## Task to carry out
Update the sort manual page between "If no input" and "which may appear.", inclusive, changing every "ordering" to "order", and give that stretch back.

## Page excerpt
= = = =
V8/usr/man/man1/sort.1
.TH SORT 1
.SH NAME
sort \- sort and/or merge files
.SH SYNOPSIS
.B sort
[
.BR \-cmuMbdf\&inrt x
] [
.BR + pos1
[
.BR \- pos2
] ] .\|.\|. [
.B \-o
output\ ] [
.BR \-y memory
] [
.BR \-z recsize\ ]
[\ names\ ]
.SH DESCRIPTION
.I Sort\^
sorts
lines of all the named files together
and writes the result on
the standard output.
The name
.B \-
means
the standard input.
If no input files are named, the standard input is sorted.
.PP
The default sort key is an entire line.
Default ordering is
lexicographic by bytes in machine
collating sequence.
The ordering is affected globally by the following options,
one or more of which may appear.
.TP 5
.B M
Compare as months.
The first three
non-blank characters
of the field
are folded
to lower case
and compared
so that `jan' < `feb' < .\|.\|. < `dec'.
Invalid fields
compare low to `jan'.
.TP 5
.B b
Ignore leading blanks (spaces and tabs) in field comparisons.
.TP
.B d
`Dictionary' order: only letters, digits and blanks
are significant in comparisons.
= = = =
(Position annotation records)

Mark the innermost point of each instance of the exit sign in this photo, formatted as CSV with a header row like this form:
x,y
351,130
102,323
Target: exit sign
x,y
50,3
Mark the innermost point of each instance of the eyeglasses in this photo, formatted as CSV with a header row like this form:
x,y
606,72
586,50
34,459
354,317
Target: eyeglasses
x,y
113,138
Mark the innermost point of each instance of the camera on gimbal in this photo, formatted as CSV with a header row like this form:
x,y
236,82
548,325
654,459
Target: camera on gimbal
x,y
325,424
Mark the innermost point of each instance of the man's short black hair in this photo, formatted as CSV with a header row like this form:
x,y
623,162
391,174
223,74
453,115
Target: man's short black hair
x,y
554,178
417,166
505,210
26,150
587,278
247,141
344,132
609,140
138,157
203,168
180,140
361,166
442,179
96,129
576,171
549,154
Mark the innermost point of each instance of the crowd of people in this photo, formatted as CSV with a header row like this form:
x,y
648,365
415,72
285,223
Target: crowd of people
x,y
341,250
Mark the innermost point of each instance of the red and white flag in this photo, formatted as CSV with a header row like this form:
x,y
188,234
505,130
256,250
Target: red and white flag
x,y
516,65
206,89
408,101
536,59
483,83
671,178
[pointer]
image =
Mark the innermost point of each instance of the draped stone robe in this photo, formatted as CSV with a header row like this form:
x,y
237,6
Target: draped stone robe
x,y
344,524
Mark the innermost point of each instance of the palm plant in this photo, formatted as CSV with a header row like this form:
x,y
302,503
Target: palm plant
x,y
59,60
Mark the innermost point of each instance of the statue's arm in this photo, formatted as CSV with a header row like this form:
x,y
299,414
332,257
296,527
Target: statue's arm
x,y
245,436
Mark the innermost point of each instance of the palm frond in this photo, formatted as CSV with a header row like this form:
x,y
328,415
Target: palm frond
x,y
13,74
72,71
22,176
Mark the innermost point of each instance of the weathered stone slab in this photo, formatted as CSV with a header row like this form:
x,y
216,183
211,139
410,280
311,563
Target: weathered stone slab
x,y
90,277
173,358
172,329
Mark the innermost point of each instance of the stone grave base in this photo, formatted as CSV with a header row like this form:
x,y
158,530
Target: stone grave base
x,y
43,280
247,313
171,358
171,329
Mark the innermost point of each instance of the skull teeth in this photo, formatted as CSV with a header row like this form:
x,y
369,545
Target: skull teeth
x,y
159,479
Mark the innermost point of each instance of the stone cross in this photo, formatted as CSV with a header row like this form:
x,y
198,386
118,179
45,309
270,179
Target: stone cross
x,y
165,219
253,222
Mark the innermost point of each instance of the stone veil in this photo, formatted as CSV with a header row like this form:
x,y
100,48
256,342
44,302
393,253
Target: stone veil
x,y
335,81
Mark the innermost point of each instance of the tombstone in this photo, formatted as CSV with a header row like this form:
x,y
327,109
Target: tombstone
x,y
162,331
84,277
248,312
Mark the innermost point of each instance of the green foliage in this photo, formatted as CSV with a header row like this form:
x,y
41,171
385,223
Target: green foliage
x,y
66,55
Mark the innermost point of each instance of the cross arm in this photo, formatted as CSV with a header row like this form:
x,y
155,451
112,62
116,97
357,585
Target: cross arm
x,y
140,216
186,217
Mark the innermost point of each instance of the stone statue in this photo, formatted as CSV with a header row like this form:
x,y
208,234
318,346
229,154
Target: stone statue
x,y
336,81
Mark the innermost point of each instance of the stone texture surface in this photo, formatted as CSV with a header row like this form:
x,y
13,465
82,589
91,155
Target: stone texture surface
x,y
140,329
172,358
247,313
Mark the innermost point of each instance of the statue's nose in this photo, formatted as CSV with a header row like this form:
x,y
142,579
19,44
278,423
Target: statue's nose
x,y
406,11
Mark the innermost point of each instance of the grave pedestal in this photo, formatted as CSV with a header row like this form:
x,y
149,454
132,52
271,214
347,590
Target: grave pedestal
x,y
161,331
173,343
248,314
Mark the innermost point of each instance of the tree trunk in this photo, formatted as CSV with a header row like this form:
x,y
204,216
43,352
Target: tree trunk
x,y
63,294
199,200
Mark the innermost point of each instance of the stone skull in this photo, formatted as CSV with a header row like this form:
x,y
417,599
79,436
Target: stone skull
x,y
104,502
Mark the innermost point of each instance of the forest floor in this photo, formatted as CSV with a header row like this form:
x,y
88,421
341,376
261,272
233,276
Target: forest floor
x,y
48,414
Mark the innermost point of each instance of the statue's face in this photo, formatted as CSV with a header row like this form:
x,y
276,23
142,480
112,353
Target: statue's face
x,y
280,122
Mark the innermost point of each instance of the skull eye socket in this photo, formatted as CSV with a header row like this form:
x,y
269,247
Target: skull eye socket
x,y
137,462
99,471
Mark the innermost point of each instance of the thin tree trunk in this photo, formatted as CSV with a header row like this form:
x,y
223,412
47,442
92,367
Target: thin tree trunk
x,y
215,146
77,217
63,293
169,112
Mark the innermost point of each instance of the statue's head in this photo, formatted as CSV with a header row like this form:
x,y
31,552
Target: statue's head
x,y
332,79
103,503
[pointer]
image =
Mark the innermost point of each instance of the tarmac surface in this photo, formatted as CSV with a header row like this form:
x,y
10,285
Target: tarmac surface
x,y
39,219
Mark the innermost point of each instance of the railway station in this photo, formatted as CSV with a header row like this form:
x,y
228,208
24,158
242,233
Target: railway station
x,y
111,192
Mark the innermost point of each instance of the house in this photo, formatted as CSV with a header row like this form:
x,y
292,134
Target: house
= = = =
## Answer to this task
If no input files are named, the standard input is sorted.
.PP
The default sort key is an entire line.
Default order is
lexicographic by bytes in machine
collating sequence.
The order is affected globally by the following options,
one or more of which may appear.